WHAT IS BEING ASKED
Each entry below is to be restated word for word, with no pictures carried over.

SOURCE DATA
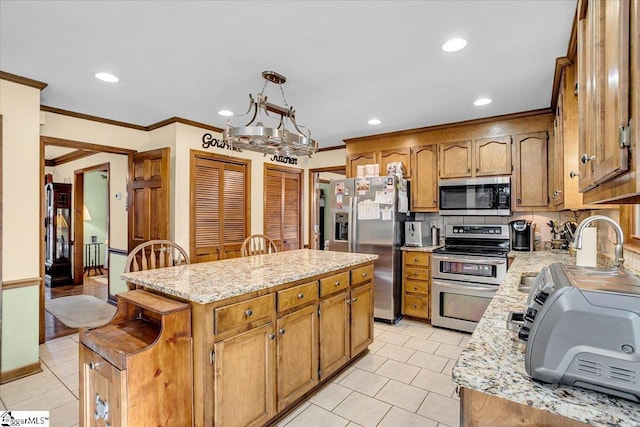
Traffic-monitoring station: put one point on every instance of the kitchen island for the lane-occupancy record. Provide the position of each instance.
(495, 387)
(268, 329)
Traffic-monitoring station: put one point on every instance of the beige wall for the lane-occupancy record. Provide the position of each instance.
(20, 108)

TASK SOLUTION
Traffic-monitoring station: put one point on every instance of the kitchen island for the lane-occupancy record. Provide the position of each instance.
(495, 387)
(268, 329)
Traffic-monitoring station: put one point on every instance of the beige wall for the lane-occupancy record. Provide the position of each instance.
(20, 108)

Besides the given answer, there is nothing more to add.